What the task asks: Recast every line of the records below as a Markdown table with the columns Row and Line, giving each line its own numbered row. Omit blank lines and the pictures.
————
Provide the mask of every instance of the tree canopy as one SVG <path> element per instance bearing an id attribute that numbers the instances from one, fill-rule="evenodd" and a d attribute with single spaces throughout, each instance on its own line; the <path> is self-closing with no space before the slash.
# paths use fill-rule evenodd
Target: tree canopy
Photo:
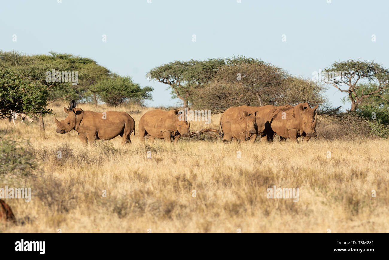
<path id="1" fill-rule="evenodd" d="M 350 112 L 355 111 L 363 101 L 372 96 L 389 101 L 384 96 L 389 87 L 389 70 L 374 61 L 335 61 L 323 73 L 325 83 L 347 94 L 351 103 Z M 366 87 L 366 83 L 369 87 Z"/>

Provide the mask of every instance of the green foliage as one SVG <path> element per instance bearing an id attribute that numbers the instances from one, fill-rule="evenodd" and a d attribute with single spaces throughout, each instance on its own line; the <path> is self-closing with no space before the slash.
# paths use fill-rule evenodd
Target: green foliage
<path id="1" fill-rule="evenodd" d="M 382 124 L 380 119 L 369 120 L 368 124 L 372 134 L 385 139 L 389 138 L 389 127 Z"/>
<path id="2" fill-rule="evenodd" d="M 46 108 L 47 96 L 44 86 L 8 69 L 0 68 L 0 115 L 9 116 L 13 112 L 30 115 L 49 113 Z"/>
<path id="3" fill-rule="evenodd" d="M 358 96 L 361 96 L 363 93 L 369 93 L 373 91 L 375 86 L 371 84 L 361 84 L 358 89 L 356 90 L 356 93 Z M 353 98 L 355 95 L 352 93 Z M 382 91 L 382 97 L 372 95 L 368 98 L 363 100 L 357 107 L 356 112 L 364 117 L 371 119 L 375 115 L 376 119 L 380 120 L 382 124 L 389 124 L 389 90 L 384 89 Z M 349 102 L 350 99 L 348 97 L 345 97 L 342 101 L 343 103 Z"/>
<path id="4" fill-rule="evenodd" d="M 0 139 L 0 174 L 30 175 L 38 164 L 28 141 Z"/>
<path id="5" fill-rule="evenodd" d="M 94 91 L 98 92 L 101 99 L 107 104 L 117 106 L 125 101 L 141 104 L 146 99 L 152 100 L 150 87 L 140 87 L 134 83 L 130 77 L 121 77 L 117 74 L 99 81 L 93 87 Z"/>
<path id="6" fill-rule="evenodd" d="M 378 63 L 351 59 L 335 62 L 323 73 L 325 83 L 348 94 L 343 101 L 351 102 L 350 112 L 375 97 L 388 101 L 384 95 L 389 89 L 389 70 Z"/>
<path id="7" fill-rule="evenodd" d="M 209 83 L 222 66 L 262 63 L 242 56 L 202 61 L 175 61 L 156 67 L 149 73 L 152 79 L 168 84 L 168 89 L 172 88 L 172 97 L 180 99 L 186 105 L 191 99 L 193 91 Z"/>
————
The reply:
| Row | Line |
|---|---|
| 1 | Provide the mask of every instance of the tree canopy as one SVG <path> element per instance bearing an id attribute that numbers the instances from one, fill-rule="evenodd" and a d attribute with single spaces throughout, each instance on its own line; the <path> is self-closing with no space before the slash. |
| 2 | # paths use fill-rule evenodd |
| 3 | Target: tree canopy |
| 4 | Photo: |
| 5 | <path id="1" fill-rule="evenodd" d="M 350 112 L 355 111 L 363 101 L 372 96 L 389 101 L 384 96 L 389 87 L 389 70 L 374 61 L 335 61 L 323 73 L 325 83 L 347 94 L 351 103 Z M 366 87 L 366 83 L 369 87 Z"/> |
| 6 | Provide the mask of every instance of the green foliage as one SVG <path> element per instance bearing an id attribute that numbers the instances from one, fill-rule="evenodd" and a d attribute with single spaces throughout, each instance on its own line; the <path> is self-closing with no space before the slash. |
| 7 | # paths use fill-rule evenodd |
| 8 | Target: green foliage |
| 9 | <path id="1" fill-rule="evenodd" d="M 382 124 L 380 119 L 369 120 L 368 124 L 372 134 L 385 139 L 389 138 L 389 127 Z"/> |
| 10 | <path id="2" fill-rule="evenodd" d="M 46 108 L 47 96 L 44 86 L 8 69 L 0 68 L 0 115 L 9 116 L 13 112 L 30 115 L 49 113 Z"/> |
| 11 | <path id="3" fill-rule="evenodd" d="M 358 96 L 361 96 L 363 93 L 369 93 L 373 91 L 375 86 L 371 84 L 361 84 L 358 89 L 356 90 L 356 93 Z M 353 98 L 355 95 L 352 93 Z M 382 91 L 382 97 L 372 95 L 368 98 L 363 100 L 357 107 L 356 112 L 364 117 L 371 119 L 375 115 L 376 119 L 380 120 L 382 124 L 389 124 L 389 90 L 384 89 Z M 349 102 L 350 99 L 348 97 L 345 97 L 342 101 L 343 103 Z"/> |
| 12 | <path id="4" fill-rule="evenodd" d="M 0 139 L 0 174 L 30 175 L 38 164 L 28 141 Z"/> |
| 13 | <path id="5" fill-rule="evenodd" d="M 94 91 L 98 92 L 101 99 L 107 104 L 117 106 L 125 101 L 141 104 L 146 99 L 152 100 L 150 87 L 140 87 L 134 83 L 130 77 L 121 77 L 117 74 L 99 81 L 93 87 Z"/> |
| 14 | <path id="6" fill-rule="evenodd" d="M 378 63 L 351 59 L 335 62 L 323 73 L 325 83 L 348 94 L 343 101 L 351 102 L 350 112 L 375 97 L 388 101 L 384 95 L 389 89 L 389 70 Z"/> |
| 15 | <path id="7" fill-rule="evenodd" d="M 209 83 L 222 66 L 262 63 L 242 56 L 202 61 L 175 61 L 156 67 L 149 73 L 152 79 L 168 84 L 168 89 L 172 88 L 172 97 L 180 99 L 186 105 L 191 99 L 193 91 Z"/> |